Problems:
A: In the passage on Bismarck, rewrite the stretch from "The sustaining spirit" through "for the Fatherland.", swapping "iron" for "steel".
B: Answer these from the passage on Bismarck:
(i) In 1914, which country fights side by side with Germany?
(ii) Who depicted Germans as soft-hearted heroes of lyrical poetry?
(iii) What did Bismarck's mother receive in exchange for her wedding ring?

Source:
Bismarck in a very real sense because of faith in himself and in his ultimate cause, directed this National faith in the Fatherland and won thereby a magnificent United Germany. If we do not grasp the significance of this unseen but gigantic National German faith, as expressed in the increasing unity of will of the whole people, harked on by Prussia, we might as well close the book on Bismarck—and know him not.

¶ To comprehend, somewhat, the firm roots of racial strength, as expressed by German National faith, let us for the moment pass from the 1840’s, ’50’s and ’60’s, which we are now endeavoring to present with their psychological message of faith, and turn our eyes to the year 1914, when Germany and Austria, no longer enemies, now battle side by side, against armed forces of the world—British, Russian, Italian, Servian, French, Australian, East Indian, African, Belgian, Canadian, and Japanese!

The sustaining spirit in this life-and-death struggle, as in the wars that made Germany an empire, is bulwarked on German National faith.

¶ For Germans are no longer soft-hearted heroes of lyrical poetry, as depicted by Arndt! They are men of blood and iron.

¶ Bismarck’s mother threw her wedding ring into the public melting pot for the benefit of the War Fund of 1813 and received in exchange a ring of iron; and thousands of German women did the same; and Bismarck’s wife exchanged her gold ring for one of iron, for the War Fund of ’66. Tens of thousands of German women did likewise, not only in Germany, but in foreign lands, wherever hearts beat for the Fatherland.

Given information:
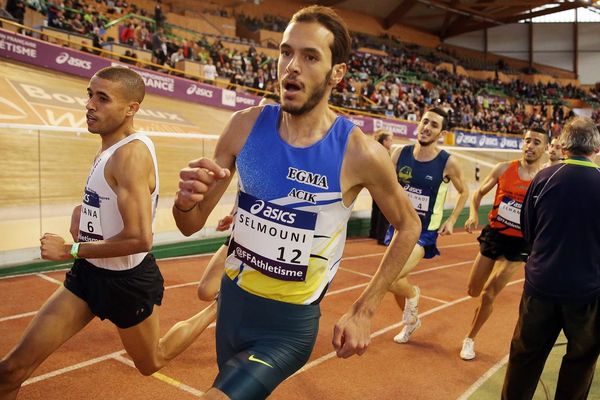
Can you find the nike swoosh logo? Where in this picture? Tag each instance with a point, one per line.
(258, 360)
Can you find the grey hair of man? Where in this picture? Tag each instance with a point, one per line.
(580, 137)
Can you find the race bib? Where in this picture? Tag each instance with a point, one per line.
(274, 240)
(418, 197)
(509, 213)
(90, 229)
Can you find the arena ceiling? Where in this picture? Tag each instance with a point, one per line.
(445, 18)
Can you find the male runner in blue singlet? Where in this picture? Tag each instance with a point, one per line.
(300, 169)
(424, 171)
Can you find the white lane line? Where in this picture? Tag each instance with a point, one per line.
(17, 316)
(422, 271)
(182, 285)
(165, 379)
(435, 299)
(72, 367)
(356, 272)
(361, 256)
(331, 293)
(479, 382)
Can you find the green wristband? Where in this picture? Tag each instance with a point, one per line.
(75, 250)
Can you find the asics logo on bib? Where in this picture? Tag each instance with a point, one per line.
(257, 207)
(411, 189)
(272, 213)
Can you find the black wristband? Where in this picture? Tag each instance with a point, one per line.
(188, 210)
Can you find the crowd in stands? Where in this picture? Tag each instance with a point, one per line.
(401, 84)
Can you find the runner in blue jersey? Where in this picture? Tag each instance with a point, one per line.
(425, 171)
(300, 168)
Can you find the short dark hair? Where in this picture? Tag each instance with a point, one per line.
(580, 136)
(326, 16)
(133, 84)
(439, 111)
(541, 131)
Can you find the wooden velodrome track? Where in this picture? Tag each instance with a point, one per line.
(93, 364)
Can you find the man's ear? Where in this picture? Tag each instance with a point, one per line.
(339, 70)
(133, 108)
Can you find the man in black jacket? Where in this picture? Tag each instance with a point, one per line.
(560, 220)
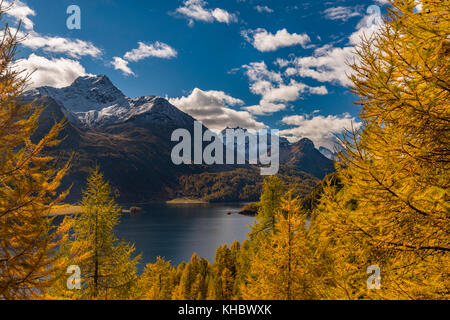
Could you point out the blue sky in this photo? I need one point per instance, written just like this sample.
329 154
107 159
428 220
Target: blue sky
252 63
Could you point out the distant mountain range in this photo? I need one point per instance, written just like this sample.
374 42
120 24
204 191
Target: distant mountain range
130 140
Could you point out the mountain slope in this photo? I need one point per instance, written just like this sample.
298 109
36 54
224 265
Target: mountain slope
130 140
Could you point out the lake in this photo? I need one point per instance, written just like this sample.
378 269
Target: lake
177 231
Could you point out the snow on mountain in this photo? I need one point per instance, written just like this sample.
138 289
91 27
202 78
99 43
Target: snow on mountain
95 101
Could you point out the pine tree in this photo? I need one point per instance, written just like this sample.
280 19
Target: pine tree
158 281
280 268
393 210
28 185
108 266
194 281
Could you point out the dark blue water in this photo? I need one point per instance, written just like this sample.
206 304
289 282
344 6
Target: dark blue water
177 231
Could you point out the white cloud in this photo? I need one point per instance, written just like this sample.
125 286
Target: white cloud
265 41
274 92
120 64
262 9
320 129
157 50
74 48
341 13
194 10
213 109
56 73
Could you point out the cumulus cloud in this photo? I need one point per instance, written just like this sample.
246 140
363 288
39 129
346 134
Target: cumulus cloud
328 63
54 72
120 64
157 49
214 110
273 89
341 13
74 48
194 10
265 41
320 129
262 9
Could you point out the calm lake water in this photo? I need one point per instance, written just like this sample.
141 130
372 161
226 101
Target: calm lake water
177 231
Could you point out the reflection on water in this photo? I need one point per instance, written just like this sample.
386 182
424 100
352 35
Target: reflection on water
177 231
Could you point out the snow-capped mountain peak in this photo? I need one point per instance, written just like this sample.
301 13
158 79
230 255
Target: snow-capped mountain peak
95 101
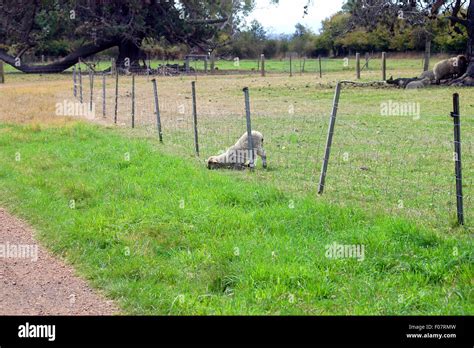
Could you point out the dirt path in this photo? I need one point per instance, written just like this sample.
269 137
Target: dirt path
33 282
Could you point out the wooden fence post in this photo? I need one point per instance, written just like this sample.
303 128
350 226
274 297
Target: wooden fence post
2 72
320 70
457 158
384 66
358 66
196 139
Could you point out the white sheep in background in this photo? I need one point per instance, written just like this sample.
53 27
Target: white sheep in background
448 68
238 155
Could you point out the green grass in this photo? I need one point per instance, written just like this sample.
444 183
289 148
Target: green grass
328 65
162 235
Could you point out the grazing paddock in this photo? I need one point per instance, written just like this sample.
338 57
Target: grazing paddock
387 161
161 234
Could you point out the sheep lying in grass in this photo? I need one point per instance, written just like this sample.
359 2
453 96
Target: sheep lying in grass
238 155
449 68
418 84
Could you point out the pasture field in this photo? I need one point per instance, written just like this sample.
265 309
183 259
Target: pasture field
163 235
311 65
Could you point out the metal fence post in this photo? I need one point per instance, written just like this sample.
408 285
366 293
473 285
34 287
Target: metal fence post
291 65
91 80
249 128
157 110
2 72
103 94
74 81
80 84
196 139
320 70
457 158
384 66
116 96
358 65
133 101
332 123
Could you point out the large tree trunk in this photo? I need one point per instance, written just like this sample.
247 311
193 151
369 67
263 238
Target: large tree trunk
468 78
426 64
129 55
62 64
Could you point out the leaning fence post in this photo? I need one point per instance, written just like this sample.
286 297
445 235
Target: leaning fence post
157 110
196 139
74 82
116 96
457 158
332 123
103 94
113 66
249 128
320 70
80 84
91 81
358 65
384 66
133 101
291 66
2 72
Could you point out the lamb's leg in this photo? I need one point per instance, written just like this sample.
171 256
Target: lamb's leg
261 152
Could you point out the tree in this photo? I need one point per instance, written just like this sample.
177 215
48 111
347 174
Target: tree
460 13
100 25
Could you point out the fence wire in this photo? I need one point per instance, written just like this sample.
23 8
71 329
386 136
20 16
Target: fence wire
397 164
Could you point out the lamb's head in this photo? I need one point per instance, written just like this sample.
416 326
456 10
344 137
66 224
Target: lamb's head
462 64
212 162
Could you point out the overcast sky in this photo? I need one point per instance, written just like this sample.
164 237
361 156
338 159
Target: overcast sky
282 18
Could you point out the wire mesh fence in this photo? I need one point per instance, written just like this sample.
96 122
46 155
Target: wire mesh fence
388 156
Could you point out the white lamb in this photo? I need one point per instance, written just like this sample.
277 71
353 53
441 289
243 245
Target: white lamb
238 155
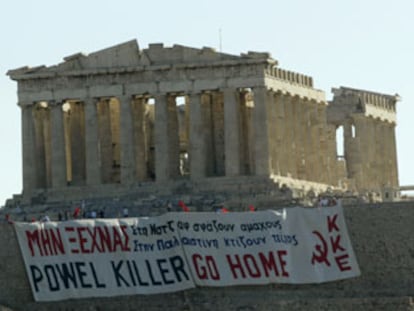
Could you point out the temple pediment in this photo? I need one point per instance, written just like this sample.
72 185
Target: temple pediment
128 54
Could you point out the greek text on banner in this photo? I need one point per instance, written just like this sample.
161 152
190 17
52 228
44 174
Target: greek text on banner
178 251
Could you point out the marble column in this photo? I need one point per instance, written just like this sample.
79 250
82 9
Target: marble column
40 143
393 155
28 149
231 132
140 141
58 154
197 148
173 138
105 140
261 131
281 135
162 159
93 161
290 137
126 140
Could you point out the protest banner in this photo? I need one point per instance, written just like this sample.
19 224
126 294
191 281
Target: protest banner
178 251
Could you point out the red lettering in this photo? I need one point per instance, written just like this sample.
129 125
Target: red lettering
281 254
249 262
126 247
332 223
82 240
208 270
234 266
105 238
336 244
33 240
342 262
48 242
268 263
94 243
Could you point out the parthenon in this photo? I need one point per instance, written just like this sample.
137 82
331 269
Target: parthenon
125 115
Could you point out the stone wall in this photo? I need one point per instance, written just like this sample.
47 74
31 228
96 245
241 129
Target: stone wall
382 238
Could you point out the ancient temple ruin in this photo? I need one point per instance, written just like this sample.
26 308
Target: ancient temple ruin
126 116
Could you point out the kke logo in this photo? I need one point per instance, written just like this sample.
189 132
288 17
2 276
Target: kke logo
330 246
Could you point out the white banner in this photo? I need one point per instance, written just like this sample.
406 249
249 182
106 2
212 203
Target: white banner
177 251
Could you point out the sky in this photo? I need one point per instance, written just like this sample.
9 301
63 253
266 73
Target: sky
365 44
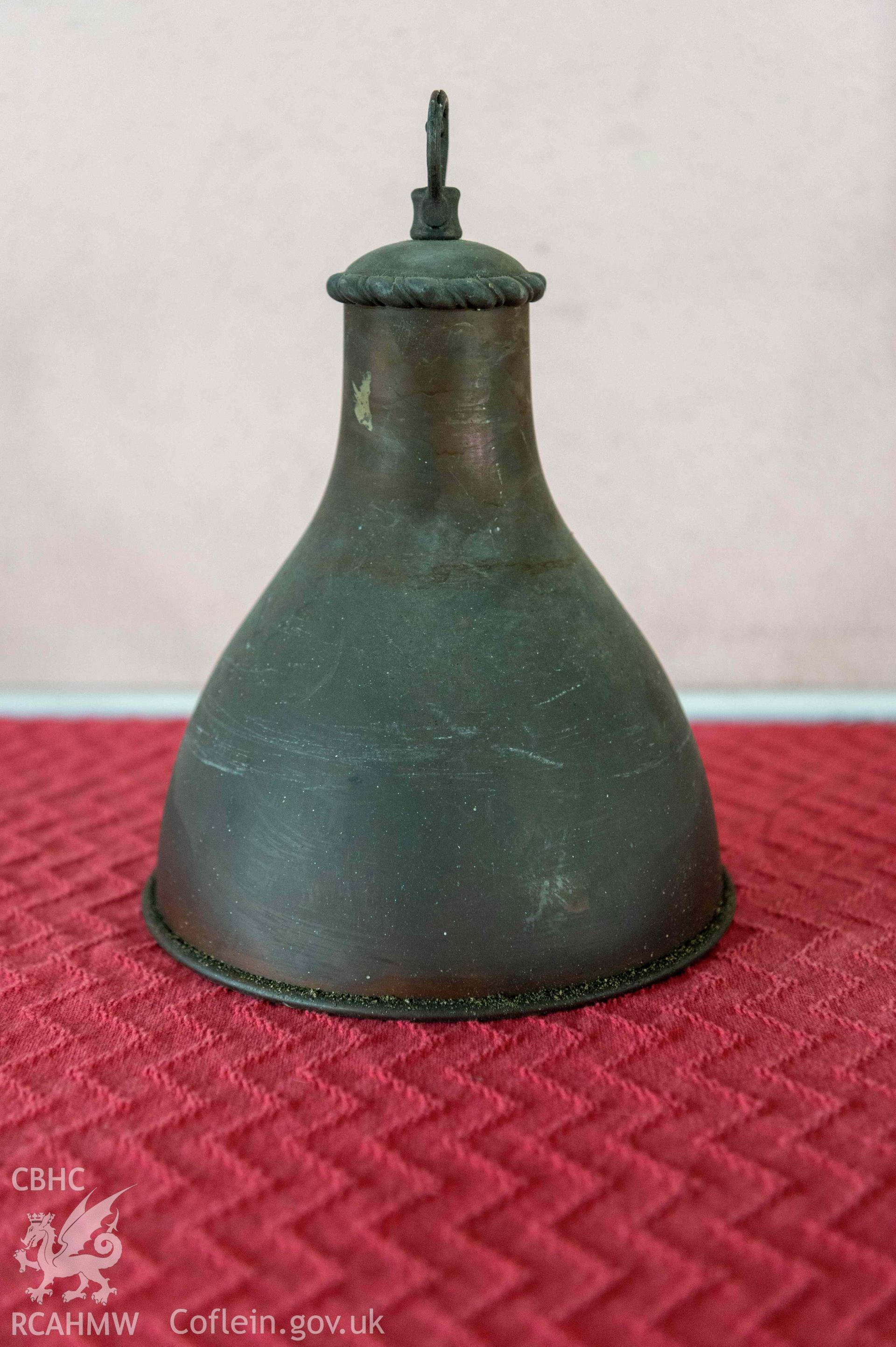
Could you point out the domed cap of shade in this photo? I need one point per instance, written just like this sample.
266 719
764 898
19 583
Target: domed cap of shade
436 268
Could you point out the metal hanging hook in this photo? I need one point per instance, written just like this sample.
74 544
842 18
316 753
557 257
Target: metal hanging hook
438 142
436 205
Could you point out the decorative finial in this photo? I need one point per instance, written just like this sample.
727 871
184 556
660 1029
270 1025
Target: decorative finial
436 205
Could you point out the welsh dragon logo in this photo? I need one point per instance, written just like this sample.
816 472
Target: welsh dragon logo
70 1259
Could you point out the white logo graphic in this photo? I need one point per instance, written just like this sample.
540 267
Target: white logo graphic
69 1260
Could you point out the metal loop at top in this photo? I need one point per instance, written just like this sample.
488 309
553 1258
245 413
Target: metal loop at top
436 205
438 142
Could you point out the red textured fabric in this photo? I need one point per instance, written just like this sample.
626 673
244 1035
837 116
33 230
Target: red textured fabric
711 1160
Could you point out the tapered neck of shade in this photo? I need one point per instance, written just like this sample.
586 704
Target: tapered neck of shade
436 403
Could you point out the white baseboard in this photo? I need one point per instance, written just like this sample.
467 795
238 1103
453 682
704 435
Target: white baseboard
796 705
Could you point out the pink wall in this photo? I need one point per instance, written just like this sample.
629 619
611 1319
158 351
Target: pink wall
709 189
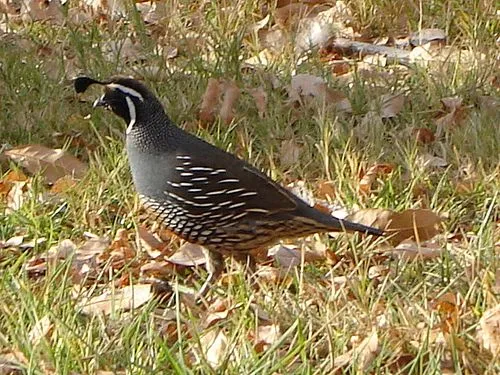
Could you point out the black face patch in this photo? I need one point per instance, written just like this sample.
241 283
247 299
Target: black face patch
116 101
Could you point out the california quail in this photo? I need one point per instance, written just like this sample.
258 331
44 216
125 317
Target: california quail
204 194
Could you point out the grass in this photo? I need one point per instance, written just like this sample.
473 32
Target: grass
320 316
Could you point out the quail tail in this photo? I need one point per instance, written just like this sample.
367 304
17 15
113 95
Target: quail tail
340 225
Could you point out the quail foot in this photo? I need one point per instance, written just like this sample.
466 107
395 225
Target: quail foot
200 192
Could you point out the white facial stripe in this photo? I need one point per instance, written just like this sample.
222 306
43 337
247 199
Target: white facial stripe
96 102
131 111
126 90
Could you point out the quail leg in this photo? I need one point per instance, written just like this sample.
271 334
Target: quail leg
214 266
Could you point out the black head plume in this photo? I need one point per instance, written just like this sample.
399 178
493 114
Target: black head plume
127 97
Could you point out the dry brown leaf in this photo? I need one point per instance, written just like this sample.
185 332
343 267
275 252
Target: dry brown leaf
424 36
40 330
289 14
210 101
265 336
14 241
428 161
289 153
53 164
454 114
229 101
392 105
158 269
326 190
489 330
419 224
214 344
447 307
305 87
287 256
260 97
189 255
127 298
218 310
153 246
63 184
410 250
375 217
13 363
424 135
35 10
365 185
364 353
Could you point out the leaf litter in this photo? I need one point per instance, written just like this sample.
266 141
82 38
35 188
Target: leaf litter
412 230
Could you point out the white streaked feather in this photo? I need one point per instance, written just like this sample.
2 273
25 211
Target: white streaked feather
126 90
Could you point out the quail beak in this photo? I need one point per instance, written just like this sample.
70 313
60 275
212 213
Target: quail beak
99 102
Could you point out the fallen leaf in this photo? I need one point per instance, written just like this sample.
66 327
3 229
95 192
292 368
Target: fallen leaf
260 97
127 298
418 224
392 105
189 255
424 36
63 184
287 256
447 307
14 241
289 153
265 336
326 190
229 101
209 101
364 353
305 87
40 330
454 114
213 345
375 217
53 164
489 330
424 135
13 363
16 195
34 10
365 185
410 250
153 246
427 161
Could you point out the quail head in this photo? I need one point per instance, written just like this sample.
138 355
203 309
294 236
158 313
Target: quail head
200 192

Written answers:
A:
The sustaining spirit in this life-and-death struggle, as in the wars that made Germany an empire, is bulwarked on German National faith.

¶ For Germans are no longer soft-hearted heroes of lyrical poetry, as depicted by Arndt! They are men of blood and steel.

¶ Bismarck’s mother threw her wedding ring into the public melting pot for the benefit of the War Fund of 1813 and received in exchange a ring of steel; and thousands of German women did the same; and Bismarck’s wife exchanged her gold ring for one of steel, for the War Fund of ’66. Tens of thousands of German women did likewise, not only in Germany, but in foreign lands, wherever hearts beat for the Fatherland.

B:
(i) Austria
(ii) Arndt
(iii) A ring of iron